● **Exercise aim**
Can you recast the data, starting at the line that contains "Outline every instance of the damaged" and ending at the line that contains "351 161 L 340", both included, as a Markdown table with the columns Row and Line? Give each line its own numbered row, and leave out blank lines.

● **Stored data**
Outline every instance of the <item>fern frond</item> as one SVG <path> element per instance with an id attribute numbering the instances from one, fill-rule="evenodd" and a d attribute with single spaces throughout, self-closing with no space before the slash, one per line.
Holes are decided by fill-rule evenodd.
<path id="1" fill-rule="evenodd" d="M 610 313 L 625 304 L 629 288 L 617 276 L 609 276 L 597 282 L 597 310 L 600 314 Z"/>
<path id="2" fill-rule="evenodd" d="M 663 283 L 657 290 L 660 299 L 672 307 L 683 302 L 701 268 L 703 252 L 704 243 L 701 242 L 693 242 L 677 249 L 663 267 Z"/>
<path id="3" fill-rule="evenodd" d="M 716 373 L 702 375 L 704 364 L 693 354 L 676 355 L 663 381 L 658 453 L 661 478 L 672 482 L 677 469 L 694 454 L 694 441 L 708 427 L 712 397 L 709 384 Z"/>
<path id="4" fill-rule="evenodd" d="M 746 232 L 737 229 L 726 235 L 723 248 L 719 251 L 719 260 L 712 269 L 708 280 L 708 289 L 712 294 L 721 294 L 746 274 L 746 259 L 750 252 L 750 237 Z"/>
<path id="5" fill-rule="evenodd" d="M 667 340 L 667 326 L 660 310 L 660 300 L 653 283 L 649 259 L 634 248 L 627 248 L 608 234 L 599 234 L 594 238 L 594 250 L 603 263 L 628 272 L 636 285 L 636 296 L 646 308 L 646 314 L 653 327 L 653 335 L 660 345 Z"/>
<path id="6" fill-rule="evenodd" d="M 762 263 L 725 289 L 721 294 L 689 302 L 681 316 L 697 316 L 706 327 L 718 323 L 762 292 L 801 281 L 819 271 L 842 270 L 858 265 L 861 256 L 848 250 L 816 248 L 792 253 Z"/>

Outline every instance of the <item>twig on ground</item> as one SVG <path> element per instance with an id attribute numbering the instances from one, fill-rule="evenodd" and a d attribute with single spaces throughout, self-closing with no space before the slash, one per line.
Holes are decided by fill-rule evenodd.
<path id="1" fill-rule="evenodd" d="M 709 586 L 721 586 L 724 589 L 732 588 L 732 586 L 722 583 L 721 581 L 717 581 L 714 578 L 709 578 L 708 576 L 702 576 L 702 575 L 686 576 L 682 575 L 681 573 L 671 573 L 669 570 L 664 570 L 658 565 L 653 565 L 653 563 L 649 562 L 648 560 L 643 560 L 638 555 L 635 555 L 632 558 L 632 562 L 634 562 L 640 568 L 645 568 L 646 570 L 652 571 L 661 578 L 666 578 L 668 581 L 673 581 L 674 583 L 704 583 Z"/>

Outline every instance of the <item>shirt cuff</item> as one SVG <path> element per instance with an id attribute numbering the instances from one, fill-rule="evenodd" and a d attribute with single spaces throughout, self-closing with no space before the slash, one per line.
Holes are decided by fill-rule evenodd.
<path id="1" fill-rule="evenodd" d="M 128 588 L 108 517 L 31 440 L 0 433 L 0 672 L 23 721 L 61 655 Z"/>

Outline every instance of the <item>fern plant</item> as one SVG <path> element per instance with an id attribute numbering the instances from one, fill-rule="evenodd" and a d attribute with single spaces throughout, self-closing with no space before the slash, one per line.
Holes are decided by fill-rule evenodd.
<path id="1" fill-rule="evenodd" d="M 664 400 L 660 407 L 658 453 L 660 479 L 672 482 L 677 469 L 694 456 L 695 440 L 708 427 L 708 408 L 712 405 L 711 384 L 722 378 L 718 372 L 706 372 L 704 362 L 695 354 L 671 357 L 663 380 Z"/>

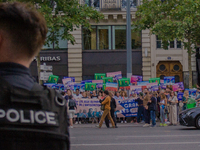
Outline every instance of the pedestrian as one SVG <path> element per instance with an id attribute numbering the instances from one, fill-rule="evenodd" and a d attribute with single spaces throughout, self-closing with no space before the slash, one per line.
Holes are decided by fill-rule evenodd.
<path id="1" fill-rule="evenodd" d="M 151 120 L 152 120 L 151 127 L 155 127 L 156 126 L 156 99 L 152 92 L 150 92 L 149 96 L 150 96 L 150 100 L 147 103 L 147 105 L 148 105 L 148 109 L 149 109 Z"/>
<path id="2" fill-rule="evenodd" d="M 76 101 L 74 99 L 72 99 L 72 96 L 70 95 L 69 96 L 69 103 L 68 103 L 68 106 L 69 106 L 69 121 L 70 121 L 70 128 L 73 128 L 73 118 L 74 118 L 74 115 L 76 113 L 76 110 L 77 107 L 76 107 Z"/>
<path id="3" fill-rule="evenodd" d="M 150 97 L 149 97 L 149 91 L 148 90 L 144 90 L 144 91 L 145 91 L 145 97 L 144 97 L 143 105 L 144 105 L 145 125 L 143 127 L 149 127 L 150 126 L 150 113 L 149 113 L 147 104 L 150 101 Z"/>
<path id="4" fill-rule="evenodd" d="M 137 112 L 137 123 L 144 122 L 144 106 L 143 106 L 143 93 L 140 92 L 139 98 L 135 100 L 138 103 L 138 112 Z M 142 119 L 141 119 L 142 118 Z"/>
<path id="5" fill-rule="evenodd" d="M 177 104 L 178 99 L 177 96 L 175 96 L 174 91 L 171 91 L 170 98 L 170 113 L 169 113 L 169 121 L 170 125 L 177 125 Z"/>
<path id="6" fill-rule="evenodd" d="M 103 92 L 103 96 L 105 97 L 105 100 L 101 102 L 102 105 L 105 106 L 105 110 L 103 112 L 103 115 L 101 116 L 101 121 L 99 123 L 99 125 L 97 126 L 98 128 L 101 128 L 102 124 L 103 124 L 103 121 L 105 120 L 105 117 L 108 116 L 108 119 L 111 121 L 111 124 L 112 124 L 112 127 L 115 128 L 115 123 L 111 117 L 111 114 L 110 114 L 110 110 L 111 110 L 111 107 L 110 107 L 110 102 L 111 102 L 111 97 L 109 96 L 109 92 L 107 90 L 105 90 Z"/>
<path id="7" fill-rule="evenodd" d="M 121 95 L 121 99 L 122 99 L 122 100 L 128 99 L 128 96 L 127 96 L 127 92 L 126 92 L 126 91 L 121 91 L 121 92 L 120 92 L 120 95 Z M 127 123 L 126 117 L 122 117 L 122 118 L 120 118 L 120 120 L 121 120 L 121 123 Z"/>
<path id="8" fill-rule="evenodd" d="M 115 111 L 116 111 L 116 102 L 115 102 L 115 99 L 114 99 L 114 92 L 109 92 L 109 96 L 111 97 L 111 102 L 110 102 L 110 107 L 111 107 L 111 110 L 110 110 L 110 114 L 111 114 L 111 117 L 115 123 L 115 128 L 117 128 L 117 120 L 116 120 L 116 117 L 115 117 Z M 109 128 L 109 120 L 108 120 L 108 117 L 106 116 L 105 118 L 105 123 L 106 123 L 106 126 L 107 128 Z"/>
<path id="9" fill-rule="evenodd" d="M 183 94 L 183 110 L 187 109 L 188 98 L 189 98 L 189 91 L 185 91 Z"/>
<path id="10" fill-rule="evenodd" d="M 165 107 L 167 106 L 167 98 L 164 93 L 161 93 L 160 95 L 160 126 L 165 127 L 167 124 L 165 123 L 166 115 L 165 115 Z"/>

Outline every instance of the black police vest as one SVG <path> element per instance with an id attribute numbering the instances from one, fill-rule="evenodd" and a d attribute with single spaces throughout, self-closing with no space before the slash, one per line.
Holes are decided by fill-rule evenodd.
<path id="1" fill-rule="evenodd" d="M 68 150 L 66 101 L 38 84 L 31 91 L 0 78 L 0 150 Z"/>

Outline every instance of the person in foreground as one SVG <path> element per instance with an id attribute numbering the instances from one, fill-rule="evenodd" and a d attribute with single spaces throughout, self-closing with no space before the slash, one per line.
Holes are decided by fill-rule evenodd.
<path id="1" fill-rule="evenodd" d="M 102 105 L 105 105 L 105 110 L 103 112 L 103 115 L 101 117 L 101 121 L 99 123 L 99 125 L 97 125 L 97 127 L 101 128 L 103 121 L 105 120 L 106 116 L 108 117 L 108 119 L 111 121 L 112 127 L 115 128 L 115 123 L 111 117 L 110 114 L 110 102 L 111 102 L 111 97 L 109 96 L 109 92 L 107 90 L 105 90 L 103 92 L 103 96 L 105 97 L 104 100 L 101 102 Z"/>
<path id="2" fill-rule="evenodd" d="M 47 34 L 25 3 L 0 3 L 0 149 L 68 150 L 66 100 L 35 83 L 29 66 Z"/>

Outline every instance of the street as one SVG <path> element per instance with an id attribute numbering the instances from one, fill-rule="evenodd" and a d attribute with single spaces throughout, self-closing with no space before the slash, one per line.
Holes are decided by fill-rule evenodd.
<path id="1" fill-rule="evenodd" d="M 142 124 L 94 124 L 70 129 L 71 150 L 199 150 L 200 130 L 183 126 L 143 128 Z"/>

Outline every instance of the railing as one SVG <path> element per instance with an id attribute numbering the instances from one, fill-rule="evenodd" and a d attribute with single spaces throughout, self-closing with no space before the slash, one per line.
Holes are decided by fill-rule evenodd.
<path id="1" fill-rule="evenodd" d="M 80 0 L 80 3 L 100 11 L 126 11 L 127 0 Z M 135 9 L 139 4 L 140 0 L 130 0 L 131 9 Z"/>

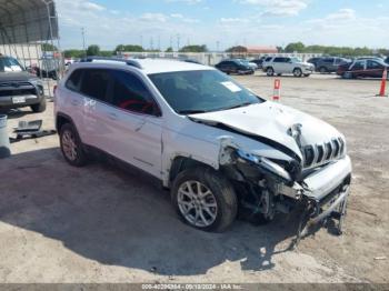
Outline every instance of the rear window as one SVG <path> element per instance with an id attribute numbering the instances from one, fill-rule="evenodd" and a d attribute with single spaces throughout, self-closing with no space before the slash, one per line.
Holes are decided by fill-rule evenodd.
<path id="1" fill-rule="evenodd" d="M 64 84 L 66 88 L 72 91 L 79 91 L 81 74 L 82 74 L 82 70 L 73 71 Z"/>
<path id="2" fill-rule="evenodd" d="M 285 58 L 276 58 L 273 62 L 285 62 Z"/>
<path id="3" fill-rule="evenodd" d="M 107 101 L 107 90 L 110 81 L 108 70 L 84 70 L 81 83 L 81 93 L 100 101 Z"/>

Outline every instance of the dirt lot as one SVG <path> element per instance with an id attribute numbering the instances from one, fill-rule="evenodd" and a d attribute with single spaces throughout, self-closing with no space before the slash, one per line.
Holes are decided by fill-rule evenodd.
<path id="1" fill-rule="evenodd" d="M 272 78 L 237 77 L 270 98 Z M 168 192 L 103 163 L 76 169 L 57 136 L 12 144 L 0 160 L 0 282 L 389 282 L 389 99 L 379 82 L 281 78 L 281 102 L 341 130 L 353 161 L 343 237 L 326 229 L 287 250 L 292 217 L 237 221 L 227 233 L 182 224 Z M 52 129 L 52 103 L 42 118 Z M 11 132 L 11 131 L 10 131 Z"/>

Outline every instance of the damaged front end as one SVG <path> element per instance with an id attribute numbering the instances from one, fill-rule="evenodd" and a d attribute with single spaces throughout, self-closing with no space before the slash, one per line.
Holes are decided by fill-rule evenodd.
<path id="1" fill-rule="evenodd" d="M 351 161 L 340 154 L 306 170 L 305 161 L 278 161 L 246 152 L 232 139 L 221 140 L 220 168 L 233 181 L 241 207 L 262 219 L 301 209 L 296 243 L 328 218 L 342 232 L 351 180 Z"/>

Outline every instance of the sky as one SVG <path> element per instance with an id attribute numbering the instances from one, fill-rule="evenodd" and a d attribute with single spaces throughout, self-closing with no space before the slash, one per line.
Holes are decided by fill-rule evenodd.
<path id="1" fill-rule="evenodd" d="M 207 44 L 389 48 L 388 0 L 57 0 L 62 49 Z"/>

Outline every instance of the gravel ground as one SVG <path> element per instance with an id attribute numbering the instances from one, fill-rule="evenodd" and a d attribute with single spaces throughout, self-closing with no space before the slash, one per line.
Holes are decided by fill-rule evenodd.
<path id="1" fill-rule="evenodd" d="M 236 77 L 270 98 L 273 78 Z M 76 169 L 58 137 L 12 143 L 0 160 L 0 282 L 369 282 L 389 273 L 389 99 L 379 81 L 281 77 L 281 102 L 342 131 L 355 173 L 346 233 L 327 229 L 288 250 L 296 218 L 237 221 L 226 233 L 182 224 L 148 177 L 94 162 Z M 42 114 L 53 128 L 52 103 Z"/>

● **Solution**
| Row | Line |
|---|---|
| 1 | Outline every instance of the damaged front end as one SVG <path> element per instance with an id attribute numbering the instances from one, fill-rule="evenodd" and a d attribute with single spaces throughout, self-closing with no space before the slash, one per line. |
| 2 | Holes are decided by fill-rule evenodd. |
| 3 | <path id="1" fill-rule="evenodd" d="M 351 161 L 340 154 L 306 170 L 305 161 L 278 161 L 246 152 L 232 139 L 221 140 L 220 168 L 233 181 L 241 207 L 262 219 L 301 209 L 296 243 L 328 218 L 342 232 L 351 180 Z"/> |